Extract to read »

▼

Suggested algorithm for patients with acute lower gastrointestinal bleeding.*Some suggest colonoscopy for any degree of rectal bleeding in patients <40 years as well. †If massive bleeding does not allow time for colonic lavage, proceed to angiography.
Colonoscopy after an oral lavage solution is the procedure of choice in patients admitted with LGIB unless bleeding is too massive or unless sigmoidoscopy has disclosed an obvious actively bleeding lesion. 99mTc-labeled red cell scan allows repeated imaging for up to 24 h and may identify the general location of bleeding. However, radionuclide scans should be interpreted with caution because results, especially from later images, are highly variable. In active LGIB, angiography can detect the site of bleeding (extravasation of contrast into the gut) and permits treatment with embolization or intraarterial infusion of vasopressin. Even after bleeding has stopped, angiography may identify lesions with abnormal vasculature, such as vascular ectasias or tumors.

▲

Exercise »
Name each test or procedure that the passage on lower gastrointestinal bleeding describes for finding or viewing the source of bleeding.

Records supplied »

▼

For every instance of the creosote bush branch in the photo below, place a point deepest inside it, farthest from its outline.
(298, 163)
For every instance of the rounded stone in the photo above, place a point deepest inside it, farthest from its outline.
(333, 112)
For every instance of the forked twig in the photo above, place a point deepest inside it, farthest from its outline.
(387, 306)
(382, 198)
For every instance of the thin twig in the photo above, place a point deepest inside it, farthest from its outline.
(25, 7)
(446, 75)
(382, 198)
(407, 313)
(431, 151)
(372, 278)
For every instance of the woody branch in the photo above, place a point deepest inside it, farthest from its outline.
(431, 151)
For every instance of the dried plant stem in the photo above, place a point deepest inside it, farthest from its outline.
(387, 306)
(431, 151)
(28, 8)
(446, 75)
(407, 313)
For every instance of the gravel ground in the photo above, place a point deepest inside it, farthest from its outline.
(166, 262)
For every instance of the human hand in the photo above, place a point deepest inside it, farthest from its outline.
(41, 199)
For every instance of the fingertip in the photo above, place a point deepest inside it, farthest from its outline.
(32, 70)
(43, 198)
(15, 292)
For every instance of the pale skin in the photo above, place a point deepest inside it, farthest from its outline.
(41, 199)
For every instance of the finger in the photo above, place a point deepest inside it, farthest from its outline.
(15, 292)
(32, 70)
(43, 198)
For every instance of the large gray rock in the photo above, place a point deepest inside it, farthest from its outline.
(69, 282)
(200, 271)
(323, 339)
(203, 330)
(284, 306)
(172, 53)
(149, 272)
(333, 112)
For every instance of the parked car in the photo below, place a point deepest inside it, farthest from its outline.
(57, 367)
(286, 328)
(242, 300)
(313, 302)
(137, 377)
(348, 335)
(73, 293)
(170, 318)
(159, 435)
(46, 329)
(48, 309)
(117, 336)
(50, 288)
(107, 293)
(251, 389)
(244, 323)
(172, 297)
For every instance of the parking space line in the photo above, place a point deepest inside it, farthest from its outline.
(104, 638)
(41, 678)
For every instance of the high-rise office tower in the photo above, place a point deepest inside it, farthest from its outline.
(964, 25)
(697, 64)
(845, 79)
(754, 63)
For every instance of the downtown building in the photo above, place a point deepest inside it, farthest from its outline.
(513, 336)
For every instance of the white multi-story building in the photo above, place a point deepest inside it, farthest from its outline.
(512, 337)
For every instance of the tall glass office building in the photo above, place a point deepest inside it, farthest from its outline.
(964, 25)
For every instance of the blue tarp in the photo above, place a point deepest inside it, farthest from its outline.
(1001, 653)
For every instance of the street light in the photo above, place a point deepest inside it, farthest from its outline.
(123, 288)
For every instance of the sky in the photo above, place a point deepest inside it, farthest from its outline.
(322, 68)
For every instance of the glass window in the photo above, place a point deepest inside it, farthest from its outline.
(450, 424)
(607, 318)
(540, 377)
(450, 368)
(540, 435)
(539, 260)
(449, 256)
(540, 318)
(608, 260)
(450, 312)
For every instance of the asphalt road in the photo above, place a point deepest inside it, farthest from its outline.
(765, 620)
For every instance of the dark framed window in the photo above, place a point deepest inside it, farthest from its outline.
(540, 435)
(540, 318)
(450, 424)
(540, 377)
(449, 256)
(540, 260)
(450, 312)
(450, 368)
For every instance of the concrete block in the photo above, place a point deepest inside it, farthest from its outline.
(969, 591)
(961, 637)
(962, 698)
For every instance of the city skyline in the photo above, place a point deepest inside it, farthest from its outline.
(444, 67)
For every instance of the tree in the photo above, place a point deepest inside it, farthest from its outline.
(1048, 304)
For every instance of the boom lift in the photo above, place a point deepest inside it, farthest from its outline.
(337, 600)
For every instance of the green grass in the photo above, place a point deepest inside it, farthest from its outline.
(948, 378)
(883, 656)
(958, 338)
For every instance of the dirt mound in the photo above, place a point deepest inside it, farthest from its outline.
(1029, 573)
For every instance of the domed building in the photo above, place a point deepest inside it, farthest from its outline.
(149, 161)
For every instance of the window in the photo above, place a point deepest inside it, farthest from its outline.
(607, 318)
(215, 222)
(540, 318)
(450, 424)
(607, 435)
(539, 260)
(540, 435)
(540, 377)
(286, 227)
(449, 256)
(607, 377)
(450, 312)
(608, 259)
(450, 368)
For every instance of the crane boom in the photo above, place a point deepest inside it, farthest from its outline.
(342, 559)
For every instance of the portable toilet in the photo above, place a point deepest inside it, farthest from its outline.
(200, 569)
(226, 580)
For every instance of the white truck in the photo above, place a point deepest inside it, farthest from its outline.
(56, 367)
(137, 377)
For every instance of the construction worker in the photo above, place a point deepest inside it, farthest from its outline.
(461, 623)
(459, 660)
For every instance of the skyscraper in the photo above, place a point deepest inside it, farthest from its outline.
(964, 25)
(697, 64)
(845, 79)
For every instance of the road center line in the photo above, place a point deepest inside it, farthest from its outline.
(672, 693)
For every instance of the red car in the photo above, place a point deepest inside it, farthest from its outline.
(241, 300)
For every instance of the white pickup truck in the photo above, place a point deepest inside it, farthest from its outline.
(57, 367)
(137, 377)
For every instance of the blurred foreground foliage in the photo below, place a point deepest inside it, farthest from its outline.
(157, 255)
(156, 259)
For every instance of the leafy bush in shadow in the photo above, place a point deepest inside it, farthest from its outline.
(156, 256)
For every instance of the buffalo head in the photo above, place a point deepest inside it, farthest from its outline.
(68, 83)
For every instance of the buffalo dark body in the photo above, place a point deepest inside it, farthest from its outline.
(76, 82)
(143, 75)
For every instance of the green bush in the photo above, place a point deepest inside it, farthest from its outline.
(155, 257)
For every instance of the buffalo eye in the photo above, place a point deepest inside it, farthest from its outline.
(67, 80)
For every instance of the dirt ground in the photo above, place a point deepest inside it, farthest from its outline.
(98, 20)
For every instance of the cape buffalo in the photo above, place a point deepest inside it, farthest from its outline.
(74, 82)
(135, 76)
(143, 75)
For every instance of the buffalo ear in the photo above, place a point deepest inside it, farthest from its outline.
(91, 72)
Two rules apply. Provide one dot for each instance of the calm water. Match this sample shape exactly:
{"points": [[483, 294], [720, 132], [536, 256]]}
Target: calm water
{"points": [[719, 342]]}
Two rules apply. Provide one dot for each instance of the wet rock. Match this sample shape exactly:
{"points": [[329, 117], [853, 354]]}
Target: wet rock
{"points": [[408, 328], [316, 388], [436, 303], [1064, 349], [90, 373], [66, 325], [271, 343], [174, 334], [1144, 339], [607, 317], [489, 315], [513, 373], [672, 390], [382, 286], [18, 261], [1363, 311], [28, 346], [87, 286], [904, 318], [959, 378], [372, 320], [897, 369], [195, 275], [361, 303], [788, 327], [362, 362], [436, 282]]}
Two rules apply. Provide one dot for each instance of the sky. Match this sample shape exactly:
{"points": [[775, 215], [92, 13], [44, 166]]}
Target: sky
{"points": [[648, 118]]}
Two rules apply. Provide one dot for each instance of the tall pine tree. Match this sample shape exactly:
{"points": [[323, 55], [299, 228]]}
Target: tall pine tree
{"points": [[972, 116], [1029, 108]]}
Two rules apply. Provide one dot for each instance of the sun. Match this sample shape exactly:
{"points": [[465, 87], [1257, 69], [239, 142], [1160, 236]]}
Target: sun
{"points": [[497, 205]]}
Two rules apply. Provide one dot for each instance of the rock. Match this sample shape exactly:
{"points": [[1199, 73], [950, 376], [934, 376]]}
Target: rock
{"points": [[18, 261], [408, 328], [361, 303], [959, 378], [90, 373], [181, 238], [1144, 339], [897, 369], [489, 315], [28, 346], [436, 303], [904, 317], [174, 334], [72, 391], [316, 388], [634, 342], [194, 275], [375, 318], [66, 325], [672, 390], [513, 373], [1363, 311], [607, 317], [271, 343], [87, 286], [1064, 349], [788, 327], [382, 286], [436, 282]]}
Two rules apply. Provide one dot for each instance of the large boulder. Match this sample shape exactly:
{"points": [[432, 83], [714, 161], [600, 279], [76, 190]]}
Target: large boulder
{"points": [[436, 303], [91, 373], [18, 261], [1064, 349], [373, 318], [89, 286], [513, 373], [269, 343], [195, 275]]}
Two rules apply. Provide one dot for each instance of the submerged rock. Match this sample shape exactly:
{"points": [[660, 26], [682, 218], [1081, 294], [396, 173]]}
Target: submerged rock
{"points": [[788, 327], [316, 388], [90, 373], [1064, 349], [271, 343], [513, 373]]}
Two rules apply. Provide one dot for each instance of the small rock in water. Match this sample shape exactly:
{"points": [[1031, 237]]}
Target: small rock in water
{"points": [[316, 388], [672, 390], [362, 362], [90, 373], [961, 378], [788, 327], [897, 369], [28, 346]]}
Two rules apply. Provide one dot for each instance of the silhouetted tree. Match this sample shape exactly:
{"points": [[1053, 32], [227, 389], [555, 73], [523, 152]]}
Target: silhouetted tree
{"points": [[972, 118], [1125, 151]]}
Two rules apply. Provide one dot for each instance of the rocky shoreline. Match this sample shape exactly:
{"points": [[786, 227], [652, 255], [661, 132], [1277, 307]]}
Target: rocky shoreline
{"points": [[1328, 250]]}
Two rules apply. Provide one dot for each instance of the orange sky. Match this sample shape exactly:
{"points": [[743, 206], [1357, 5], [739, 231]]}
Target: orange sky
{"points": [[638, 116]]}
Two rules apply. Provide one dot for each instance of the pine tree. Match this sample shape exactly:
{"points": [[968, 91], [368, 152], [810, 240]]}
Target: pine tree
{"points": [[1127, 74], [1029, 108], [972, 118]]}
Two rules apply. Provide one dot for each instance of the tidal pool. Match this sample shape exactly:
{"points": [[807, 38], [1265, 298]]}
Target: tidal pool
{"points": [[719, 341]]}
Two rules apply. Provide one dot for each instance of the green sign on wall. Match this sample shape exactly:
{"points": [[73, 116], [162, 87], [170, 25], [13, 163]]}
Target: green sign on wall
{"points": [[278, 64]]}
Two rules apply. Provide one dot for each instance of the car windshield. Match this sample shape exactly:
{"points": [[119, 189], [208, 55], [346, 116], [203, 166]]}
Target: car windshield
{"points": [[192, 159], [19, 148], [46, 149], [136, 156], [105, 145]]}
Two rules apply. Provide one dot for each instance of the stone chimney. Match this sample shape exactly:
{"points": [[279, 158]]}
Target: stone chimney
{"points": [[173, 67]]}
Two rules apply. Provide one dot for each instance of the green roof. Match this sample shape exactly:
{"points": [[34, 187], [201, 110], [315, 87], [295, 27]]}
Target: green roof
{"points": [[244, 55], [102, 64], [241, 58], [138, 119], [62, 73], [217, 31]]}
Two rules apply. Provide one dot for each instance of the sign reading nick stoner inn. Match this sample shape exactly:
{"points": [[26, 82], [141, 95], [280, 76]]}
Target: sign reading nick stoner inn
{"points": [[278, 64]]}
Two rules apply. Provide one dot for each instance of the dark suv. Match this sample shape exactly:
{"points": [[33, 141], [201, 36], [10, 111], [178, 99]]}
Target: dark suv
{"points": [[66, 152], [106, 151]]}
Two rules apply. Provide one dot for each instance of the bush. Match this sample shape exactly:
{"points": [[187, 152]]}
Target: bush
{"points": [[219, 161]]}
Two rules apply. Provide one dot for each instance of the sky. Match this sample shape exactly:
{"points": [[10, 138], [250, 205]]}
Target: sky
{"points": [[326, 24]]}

▲

Solution to the exercise »
Colonoscopy, sigmoidoscopy, the 99mTc-labeled red cell scan, and angiography.